─── Data shown
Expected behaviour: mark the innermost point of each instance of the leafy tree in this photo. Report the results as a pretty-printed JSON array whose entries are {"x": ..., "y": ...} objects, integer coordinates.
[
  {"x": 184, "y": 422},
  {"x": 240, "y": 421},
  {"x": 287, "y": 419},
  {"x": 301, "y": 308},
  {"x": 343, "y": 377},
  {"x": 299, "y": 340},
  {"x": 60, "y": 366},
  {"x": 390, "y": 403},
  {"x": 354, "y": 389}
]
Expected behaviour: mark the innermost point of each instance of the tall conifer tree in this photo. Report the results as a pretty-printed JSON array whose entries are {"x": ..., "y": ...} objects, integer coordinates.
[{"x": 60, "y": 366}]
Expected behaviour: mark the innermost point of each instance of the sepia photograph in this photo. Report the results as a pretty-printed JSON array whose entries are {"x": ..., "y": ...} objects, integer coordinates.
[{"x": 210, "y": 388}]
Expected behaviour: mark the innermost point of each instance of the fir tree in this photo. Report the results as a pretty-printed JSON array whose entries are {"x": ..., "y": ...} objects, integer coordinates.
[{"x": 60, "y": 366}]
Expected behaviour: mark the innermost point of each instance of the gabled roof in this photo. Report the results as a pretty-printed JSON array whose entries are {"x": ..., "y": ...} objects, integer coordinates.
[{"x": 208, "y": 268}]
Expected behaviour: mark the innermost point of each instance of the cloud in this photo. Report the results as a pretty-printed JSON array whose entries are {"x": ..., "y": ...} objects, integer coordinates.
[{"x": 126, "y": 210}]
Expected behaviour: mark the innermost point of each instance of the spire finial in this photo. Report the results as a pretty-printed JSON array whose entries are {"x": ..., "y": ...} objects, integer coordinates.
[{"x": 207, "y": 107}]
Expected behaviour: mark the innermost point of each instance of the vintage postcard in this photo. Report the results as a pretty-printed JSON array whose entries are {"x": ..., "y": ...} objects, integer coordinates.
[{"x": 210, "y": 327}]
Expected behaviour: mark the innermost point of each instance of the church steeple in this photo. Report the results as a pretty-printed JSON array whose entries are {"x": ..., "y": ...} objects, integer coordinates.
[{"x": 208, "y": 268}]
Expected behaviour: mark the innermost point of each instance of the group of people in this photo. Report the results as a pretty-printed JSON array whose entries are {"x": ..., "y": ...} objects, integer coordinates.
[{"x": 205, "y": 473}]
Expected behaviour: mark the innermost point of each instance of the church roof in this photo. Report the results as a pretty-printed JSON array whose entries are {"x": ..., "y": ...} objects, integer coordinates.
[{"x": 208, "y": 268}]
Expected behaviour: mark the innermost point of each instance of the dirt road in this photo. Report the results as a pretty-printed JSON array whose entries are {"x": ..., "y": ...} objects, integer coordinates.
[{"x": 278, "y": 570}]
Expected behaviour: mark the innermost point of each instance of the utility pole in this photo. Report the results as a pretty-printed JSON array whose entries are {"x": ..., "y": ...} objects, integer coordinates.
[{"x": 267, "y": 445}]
──────
* [Exercise directions]
Every line from the one containing "the church roof" to the end of the entries must be set down exactly, with none omitted and none added.

* [Answer section]
Expected behaviour: mark the innermost point of each instance of the church roof in this photo. Report the results as a pretty-printed JSON array whose entries are {"x": ..., "y": ...} objects, integer coordinates.
[{"x": 208, "y": 268}]
Expected behaviour: mark the innermost point of each instance of the dirt road in this photo. Report the results as a pretty-printed JSON array whose entries are {"x": ..., "y": ...} objects, integer coordinates.
[{"x": 278, "y": 570}]
Expected behaviour: mark the innermost point of each instance of the utility pole in this photo. Report the results as a pretty-printed JSON array whose entries are {"x": ..., "y": ...} objects, integer coordinates.
[{"x": 267, "y": 445}]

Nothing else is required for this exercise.